SOURCE TEXT>
Start of Block

Published: Dec. 21, 2021
By: Margaret DeLaney, Olivia Varden and Chris Langley, LSU Manship School News Service
In fourth-grade teacher Laura Spurgeon’s class, the students who attended school in person during the pandemic sit in one area, and those who were online last year sit in another. A third group, the students still working from home, join on a screen.
“It’s like I’m teaching three different levels instead of one,” Spurgeon said. “The students who still stay at home ‘sick’ and have to join via Zoom, the ones that opted for online last year and didn’t learn as much, and the kiddos who have been in person the entire time.”
With the COVID-19 disruptions, standardized test scores for students in grades 3 through 8 have fallen in 69 of 72 Louisiana school districts. State performance scores for schools and school districts, released in early December, fell overall as well.
Teachers, administrators and counselors are trying to figure out how to help many students catch up and get K-12 education back on track. However, they must determine how to reach students who are now performing at different levels while also dealing with the psychological fallout on children who had limited social contact during the shutdowns.

End of Block

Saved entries
Start of Block

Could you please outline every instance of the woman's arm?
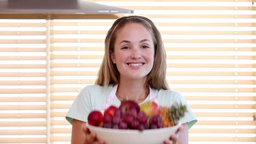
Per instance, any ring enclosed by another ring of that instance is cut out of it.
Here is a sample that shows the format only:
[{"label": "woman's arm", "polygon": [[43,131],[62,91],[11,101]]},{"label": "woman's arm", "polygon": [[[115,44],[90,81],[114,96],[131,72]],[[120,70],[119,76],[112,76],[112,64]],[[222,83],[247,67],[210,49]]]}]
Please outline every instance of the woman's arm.
[{"label": "woman's arm", "polygon": [[97,139],[95,133],[90,132],[86,123],[74,119],[72,124],[72,144],[102,144],[102,140]]},{"label": "woman's arm", "polygon": [[86,134],[84,131],[84,127],[86,123],[73,119],[72,124],[72,133],[71,136],[71,143],[84,143],[85,141]]},{"label": "woman's arm", "polygon": [[[178,144],[188,144],[188,123],[183,123],[182,125],[182,129],[179,131],[178,137]],[[175,139],[175,137],[174,137]],[[174,141],[177,141],[174,140]],[[176,143],[175,142],[173,143]]]},{"label": "woman's arm", "polygon": [[[170,137],[172,144],[188,144],[188,124],[184,123],[178,129],[177,132]],[[170,144],[169,140],[166,140],[161,144]]]}]

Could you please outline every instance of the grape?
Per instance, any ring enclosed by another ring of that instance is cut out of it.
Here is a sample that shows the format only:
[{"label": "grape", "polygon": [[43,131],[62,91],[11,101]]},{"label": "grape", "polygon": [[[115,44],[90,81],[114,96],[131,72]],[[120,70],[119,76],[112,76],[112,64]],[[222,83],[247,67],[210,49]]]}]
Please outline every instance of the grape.
[{"label": "grape", "polygon": [[150,129],[157,129],[157,128],[158,128],[158,126],[156,125],[156,124],[151,124]]},{"label": "grape", "polygon": [[156,124],[159,121],[160,121],[160,116],[154,116],[151,118],[151,123]]},{"label": "grape", "polygon": [[130,116],[131,116],[133,118],[137,117],[137,110],[135,108],[130,110],[128,113]]},{"label": "grape", "polygon": [[139,112],[138,113],[138,119],[141,123],[145,123],[147,122],[147,118],[144,112]]},{"label": "grape", "polygon": [[113,124],[112,125],[112,129],[119,129],[118,124]]},{"label": "grape", "polygon": [[139,123],[138,121],[135,121],[131,123],[131,128],[132,129],[138,129],[139,125]]},{"label": "grape", "polygon": [[121,122],[121,118],[120,116],[114,116],[112,118],[112,123],[114,124],[119,124]]},{"label": "grape", "polygon": [[112,126],[112,125],[111,123],[104,123],[103,124],[103,128],[111,128]]},{"label": "grape", "polygon": [[139,130],[142,131],[142,130],[143,130],[144,129],[145,129],[145,127],[144,127],[144,124],[139,124],[139,127],[138,127],[138,130]]},{"label": "grape", "polygon": [[103,122],[104,123],[111,123],[112,122],[112,118],[108,114],[104,115]]},{"label": "grape", "polygon": [[120,122],[118,125],[118,127],[120,129],[127,129],[128,128],[128,125],[127,123],[125,122]]}]

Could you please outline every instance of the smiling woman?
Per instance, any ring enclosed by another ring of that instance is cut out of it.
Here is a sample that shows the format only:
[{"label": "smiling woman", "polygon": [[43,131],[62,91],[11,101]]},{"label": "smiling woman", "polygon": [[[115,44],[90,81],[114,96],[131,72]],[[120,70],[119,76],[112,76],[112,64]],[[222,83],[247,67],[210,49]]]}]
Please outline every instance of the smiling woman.
[{"label": "smiling woman", "polygon": [[[161,35],[152,21],[139,16],[117,19],[106,36],[96,85],[80,92],[66,115],[72,124],[72,143],[103,143],[104,140],[88,130],[86,124],[92,122],[87,117],[95,110],[104,111],[111,105],[121,105],[124,98],[138,104],[154,100],[160,106],[171,107],[176,103],[185,105],[188,112],[179,121],[183,128],[178,129],[179,134],[170,134],[170,140],[167,137],[158,143],[188,143],[188,129],[197,119],[183,96],[168,89],[166,63]],[[121,124],[117,127],[123,129]]]},{"label": "smiling woman", "polygon": [[[252,0],[96,1],[133,9],[158,26],[168,84],[181,92],[199,119],[189,130],[189,143],[255,143]],[[71,125],[64,117],[79,92],[95,82],[104,38],[115,19],[51,17],[0,15],[0,101],[6,103],[0,105],[1,142],[70,143]]]}]

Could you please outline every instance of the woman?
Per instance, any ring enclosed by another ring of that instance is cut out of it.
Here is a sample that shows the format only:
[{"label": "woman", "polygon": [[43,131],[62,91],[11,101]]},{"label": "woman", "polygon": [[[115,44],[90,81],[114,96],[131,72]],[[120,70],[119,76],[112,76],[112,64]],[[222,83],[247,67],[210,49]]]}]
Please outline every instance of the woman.
[{"label": "woman", "polygon": [[196,118],[179,93],[168,90],[166,61],[161,35],[150,20],[131,16],[114,22],[105,40],[105,54],[96,85],[82,90],[67,114],[72,124],[72,143],[104,143],[86,128],[87,117],[94,110],[119,106],[126,98],[139,104],[154,100],[160,106],[170,106],[176,101],[187,105],[188,112],[181,120],[182,129],[170,139],[173,143],[188,143],[188,129]]}]

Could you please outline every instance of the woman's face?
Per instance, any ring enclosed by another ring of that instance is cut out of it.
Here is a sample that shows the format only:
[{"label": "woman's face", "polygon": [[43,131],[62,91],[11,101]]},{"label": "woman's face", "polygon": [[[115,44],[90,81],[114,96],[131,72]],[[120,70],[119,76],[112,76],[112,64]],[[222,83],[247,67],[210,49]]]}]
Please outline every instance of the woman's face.
[{"label": "woman's face", "polygon": [[142,24],[128,23],[117,32],[111,58],[121,79],[146,79],[154,65],[152,36]]}]

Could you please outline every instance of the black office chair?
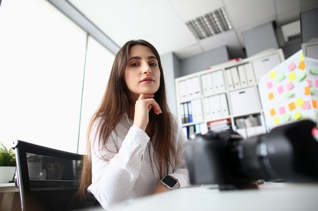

End of Block

SET OF TASKS>
a: In the article on Louisiana schools after the pandemic, in how many of the state's 72 school districts did standardized test scores for grades 3 through 8 fall?
b: Carry the article on Louisiana schools after the pandemic forward from its last sentence.
You can leave the records aside here.

OUTPUTS IN ORDER>
a: They fell in 69 of the 72 districts.

b:
What makes this even harder is that many schools across the state are facing a shortage of teachers. Older teachers are opting for retirement rather than face health risks, and new college education graduates are passing on jobs they view as offering too little pay.
And the teachers who are still on the frontlines are working harder than ever and reaching out to parents of struggling students through phone calls or emails.
Morgan Story, a high school teacher at MSA West Academy in Plaquemine, said most parents have been understanding and are working with her to help their children.
“They really just needed a voice of a teacher being like ‘All right, I know we’re struggling. This is where we’re at with it, too. This is what you really need to focus on.’ And that helped a lot of parents.”